TO DO -
Show all lines from the records below in which the string "suit" is present.

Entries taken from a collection
------------------------------
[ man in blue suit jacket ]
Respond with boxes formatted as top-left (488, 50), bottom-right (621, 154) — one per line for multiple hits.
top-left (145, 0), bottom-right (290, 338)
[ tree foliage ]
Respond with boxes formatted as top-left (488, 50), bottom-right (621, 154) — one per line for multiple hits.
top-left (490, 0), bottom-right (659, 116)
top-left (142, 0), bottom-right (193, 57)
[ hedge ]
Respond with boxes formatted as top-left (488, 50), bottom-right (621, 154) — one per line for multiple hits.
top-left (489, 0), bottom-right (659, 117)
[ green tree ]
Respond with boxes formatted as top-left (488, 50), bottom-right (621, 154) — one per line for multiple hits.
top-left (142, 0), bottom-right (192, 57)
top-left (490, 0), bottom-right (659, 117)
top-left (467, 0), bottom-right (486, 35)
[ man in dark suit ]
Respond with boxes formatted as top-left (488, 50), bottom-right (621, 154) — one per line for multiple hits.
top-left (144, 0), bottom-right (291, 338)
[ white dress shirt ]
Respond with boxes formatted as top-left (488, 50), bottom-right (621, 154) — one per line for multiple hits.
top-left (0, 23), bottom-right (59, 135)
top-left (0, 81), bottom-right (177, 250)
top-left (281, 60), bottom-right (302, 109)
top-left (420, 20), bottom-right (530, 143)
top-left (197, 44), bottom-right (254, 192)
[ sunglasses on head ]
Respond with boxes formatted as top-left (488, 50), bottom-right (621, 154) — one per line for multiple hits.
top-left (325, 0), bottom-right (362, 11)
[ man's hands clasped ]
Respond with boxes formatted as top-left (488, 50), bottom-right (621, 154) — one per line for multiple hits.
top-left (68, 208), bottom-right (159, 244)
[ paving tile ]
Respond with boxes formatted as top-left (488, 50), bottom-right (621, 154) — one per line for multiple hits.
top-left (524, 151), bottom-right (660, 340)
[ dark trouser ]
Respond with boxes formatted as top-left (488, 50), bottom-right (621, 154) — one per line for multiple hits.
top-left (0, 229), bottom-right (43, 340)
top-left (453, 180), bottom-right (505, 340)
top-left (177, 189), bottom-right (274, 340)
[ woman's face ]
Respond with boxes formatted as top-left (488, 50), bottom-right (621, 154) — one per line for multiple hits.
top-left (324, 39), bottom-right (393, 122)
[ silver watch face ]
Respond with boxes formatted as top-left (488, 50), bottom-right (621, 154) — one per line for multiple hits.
------------------------------
ANSWER TO THIS PROBLEM -
[ man in blue suit jacket ]
[ man in dark suit ]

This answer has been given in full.